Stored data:
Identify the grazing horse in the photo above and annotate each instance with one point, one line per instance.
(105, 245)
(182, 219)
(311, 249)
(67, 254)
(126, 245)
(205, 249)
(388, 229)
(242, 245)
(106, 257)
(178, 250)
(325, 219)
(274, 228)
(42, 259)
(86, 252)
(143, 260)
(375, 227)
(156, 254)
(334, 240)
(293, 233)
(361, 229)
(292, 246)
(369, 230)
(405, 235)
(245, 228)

* **Exercise prompt**: Above are the entries; give them back verbatim.

* **Solution for this problem**:
Identify the grazing horse in the photo above and annotate each instance with one point, one line per instance.
(105, 245)
(182, 219)
(311, 249)
(67, 254)
(126, 245)
(205, 249)
(388, 229)
(242, 245)
(106, 257)
(178, 250)
(325, 219)
(274, 228)
(42, 259)
(86, 252)
(143, 260)
(375, 227)
(156, 254)
(334, 240)
(293, 233)
(361, 229)
(292, 246)
(369, 230)
(405, 235)
(245, 228)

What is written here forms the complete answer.